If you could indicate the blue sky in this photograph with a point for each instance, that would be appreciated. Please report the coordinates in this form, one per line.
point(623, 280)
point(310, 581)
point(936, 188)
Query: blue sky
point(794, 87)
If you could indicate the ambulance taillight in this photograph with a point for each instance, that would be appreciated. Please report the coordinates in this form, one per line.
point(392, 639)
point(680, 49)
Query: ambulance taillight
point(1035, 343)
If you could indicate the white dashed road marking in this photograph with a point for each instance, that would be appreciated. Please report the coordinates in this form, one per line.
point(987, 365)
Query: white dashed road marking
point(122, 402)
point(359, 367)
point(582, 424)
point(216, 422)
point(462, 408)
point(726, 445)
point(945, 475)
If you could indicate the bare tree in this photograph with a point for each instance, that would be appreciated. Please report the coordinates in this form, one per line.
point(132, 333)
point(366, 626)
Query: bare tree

• _STATED PROBLEM_
Rewrite the lines above, swapping "bare tree" for "leafless tree" wherever it appears and keeping everything else the same.

• _FINISHED EXERCISE_
If you could indicate the blue sky in this photograph with a point for each instance, that would be appreciated. Please report the coordinates in this form, one per line.
point(623, 280)
point(310, 581)
point(936, 188)
Query: blue sky
point(794, 87)
If you could indicate the ambulance taillight in this photograph with a point for each instance, that would be appreciated. Please report the coordinates in this form, one per line.
point(392, 639)
point(680, 49)
Query: ambulance taillight
point(1035, 343)
If you could indicate the white dashed road marking in this photograph with a point for each instance, that would be appreciated. Please report the coordinates in this form, one per line.
point(987, 365)
Query: white dashed road marking
point(122, 402)
point(359, 367)
point(582, 424)
point(216, 422)
point(462, 408)
point(726, 445)
point(945, 475)
If you could indicate the leafless tree in this photograph with a point for each instance, that would be appreciated. Please report the coordinates in this form, one per line.
point(132, 333)
point(366, 626)
Query: leafless tree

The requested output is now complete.